**GIVEN PROBLEM A**
Output the entries verbatim, from the line containing "task: provide the mask of each instance of the <item>picture" through the end of the entries, both ends included.

___ TEXT TO READ ___

LongCat-Video 🎉🐱
Just as a kid on xmas that squeezes the gifts ahead of time to guess whats inside, i had to give the new branch LongCat a test run ;-) Already works pretty well.. . Kijai been doing some magic again ;-)
Just a TEST run, and with half the steps (8 steps) than what is required, and at low resolution, since I was just testing, and didnt want to wait for too long to see if it worked. But still a nice result even if so ;-)
Image 2 Video:
https://github.com/user-attachments/assets/cd4feb45-9483-46e2-8066-399883d2017b
Text 2 Video:
https://github.com/user-attachments/assets/9c243e55-cbe5-4922-a05b-a202791b23c8
(using the "interactive" prompt example from their page - and my test workflow might contain errors, so take it with a grain of salt)
And for other curious cats, referencing this model: https://meituan-longcat.github.io/LongCat-Video/ https://github.com/meituan-longcat/LongCat-Video
Its still work in progress, and not in the main branch yet, but seems to work quite well already ;-) Thanks a lot Kijai.

___ TASK INPUTS ___

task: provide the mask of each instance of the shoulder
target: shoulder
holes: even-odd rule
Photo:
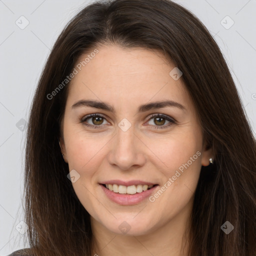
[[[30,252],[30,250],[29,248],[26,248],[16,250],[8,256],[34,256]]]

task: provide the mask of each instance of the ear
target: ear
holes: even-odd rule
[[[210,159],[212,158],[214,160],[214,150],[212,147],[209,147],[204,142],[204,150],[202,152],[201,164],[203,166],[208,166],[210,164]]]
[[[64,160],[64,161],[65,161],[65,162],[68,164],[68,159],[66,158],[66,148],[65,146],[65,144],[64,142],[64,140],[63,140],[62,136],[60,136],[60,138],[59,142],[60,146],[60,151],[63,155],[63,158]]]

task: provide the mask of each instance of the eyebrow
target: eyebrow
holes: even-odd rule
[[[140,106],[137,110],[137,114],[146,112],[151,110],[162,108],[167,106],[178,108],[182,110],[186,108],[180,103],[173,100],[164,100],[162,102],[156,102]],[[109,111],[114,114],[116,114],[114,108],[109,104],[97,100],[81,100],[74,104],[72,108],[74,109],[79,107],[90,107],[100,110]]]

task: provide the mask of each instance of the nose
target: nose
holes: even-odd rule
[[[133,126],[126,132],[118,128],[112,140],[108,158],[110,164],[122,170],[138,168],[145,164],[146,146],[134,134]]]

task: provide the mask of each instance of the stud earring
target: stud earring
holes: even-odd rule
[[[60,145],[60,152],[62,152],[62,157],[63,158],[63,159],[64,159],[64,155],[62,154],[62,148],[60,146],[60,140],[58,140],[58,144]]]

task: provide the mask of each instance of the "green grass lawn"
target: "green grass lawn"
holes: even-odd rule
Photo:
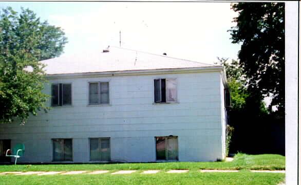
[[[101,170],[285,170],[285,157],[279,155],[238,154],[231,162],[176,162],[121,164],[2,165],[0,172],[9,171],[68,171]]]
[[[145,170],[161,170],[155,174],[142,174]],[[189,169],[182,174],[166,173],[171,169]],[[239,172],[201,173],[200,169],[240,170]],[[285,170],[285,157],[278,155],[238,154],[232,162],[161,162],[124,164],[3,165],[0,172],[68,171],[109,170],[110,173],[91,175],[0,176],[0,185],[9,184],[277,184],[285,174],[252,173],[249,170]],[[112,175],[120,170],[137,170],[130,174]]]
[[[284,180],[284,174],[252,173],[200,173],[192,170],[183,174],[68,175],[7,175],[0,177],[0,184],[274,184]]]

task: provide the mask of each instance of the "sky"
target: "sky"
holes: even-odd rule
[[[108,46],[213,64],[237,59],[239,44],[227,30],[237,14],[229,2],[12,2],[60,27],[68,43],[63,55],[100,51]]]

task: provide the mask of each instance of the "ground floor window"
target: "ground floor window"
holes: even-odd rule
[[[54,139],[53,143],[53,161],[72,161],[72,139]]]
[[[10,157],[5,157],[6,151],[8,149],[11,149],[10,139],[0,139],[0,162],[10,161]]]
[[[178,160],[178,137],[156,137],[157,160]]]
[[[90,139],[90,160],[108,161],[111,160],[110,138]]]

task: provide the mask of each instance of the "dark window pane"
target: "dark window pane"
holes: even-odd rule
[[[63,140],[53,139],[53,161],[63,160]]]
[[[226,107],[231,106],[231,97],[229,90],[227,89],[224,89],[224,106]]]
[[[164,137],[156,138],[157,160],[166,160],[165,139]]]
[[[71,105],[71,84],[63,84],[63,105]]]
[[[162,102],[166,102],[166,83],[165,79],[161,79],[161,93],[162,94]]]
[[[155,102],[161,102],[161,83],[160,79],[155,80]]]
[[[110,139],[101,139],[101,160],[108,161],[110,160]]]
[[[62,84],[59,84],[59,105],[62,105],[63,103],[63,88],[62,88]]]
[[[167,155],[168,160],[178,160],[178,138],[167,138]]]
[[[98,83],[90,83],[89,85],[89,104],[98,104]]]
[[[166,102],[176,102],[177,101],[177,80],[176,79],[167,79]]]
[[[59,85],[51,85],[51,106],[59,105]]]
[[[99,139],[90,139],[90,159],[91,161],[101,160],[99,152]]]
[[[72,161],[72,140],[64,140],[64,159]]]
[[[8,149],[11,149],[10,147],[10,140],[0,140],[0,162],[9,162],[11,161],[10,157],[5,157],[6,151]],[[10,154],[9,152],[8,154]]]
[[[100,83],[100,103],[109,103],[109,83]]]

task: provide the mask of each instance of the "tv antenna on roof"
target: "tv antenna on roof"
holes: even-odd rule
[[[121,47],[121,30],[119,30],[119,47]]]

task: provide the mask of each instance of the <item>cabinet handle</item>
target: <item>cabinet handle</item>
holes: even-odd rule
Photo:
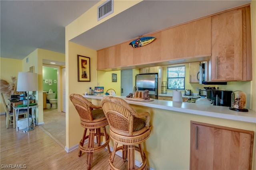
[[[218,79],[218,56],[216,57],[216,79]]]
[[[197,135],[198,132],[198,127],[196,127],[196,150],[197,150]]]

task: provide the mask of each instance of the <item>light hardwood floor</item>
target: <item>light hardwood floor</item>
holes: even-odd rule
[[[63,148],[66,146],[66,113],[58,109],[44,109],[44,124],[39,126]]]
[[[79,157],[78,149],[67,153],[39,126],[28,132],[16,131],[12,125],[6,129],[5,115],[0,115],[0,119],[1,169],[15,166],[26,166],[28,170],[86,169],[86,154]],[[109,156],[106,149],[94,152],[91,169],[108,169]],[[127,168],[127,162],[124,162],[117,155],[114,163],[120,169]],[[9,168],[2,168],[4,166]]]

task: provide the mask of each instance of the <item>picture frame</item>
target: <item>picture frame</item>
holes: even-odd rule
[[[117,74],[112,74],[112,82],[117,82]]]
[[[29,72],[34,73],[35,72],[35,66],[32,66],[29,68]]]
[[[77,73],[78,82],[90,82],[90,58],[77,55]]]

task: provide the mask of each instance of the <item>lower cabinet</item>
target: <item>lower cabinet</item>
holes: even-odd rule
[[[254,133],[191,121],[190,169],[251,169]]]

___

**GIVEN PROBLEM B**
According to the forum post, how many steps did the test run use?

**CORRECT RESPONSE A**
task: provide the mask of each instance of the <item>picture frame</item>
target: <item>picture frame</item>
holes: even-odd rule
[[[117,74],[112,74],[112,82],[117,82]]]
[[[29,72],[34,73],[35,72],[35,66],[32,66],[29,68]]]
[[[77,73],[78,82],[90,82],[90,58],[77,55]]]

task: provide the mask of each instance of the <item>lower cabinet</item>
target: <item>lower cabinet</item>
holes: even-odd rule
[[[254,133],[191,121],[190,169],[251,169]]]

**CORRECT RESPONSE B**
It used 8 steps, half of what is required.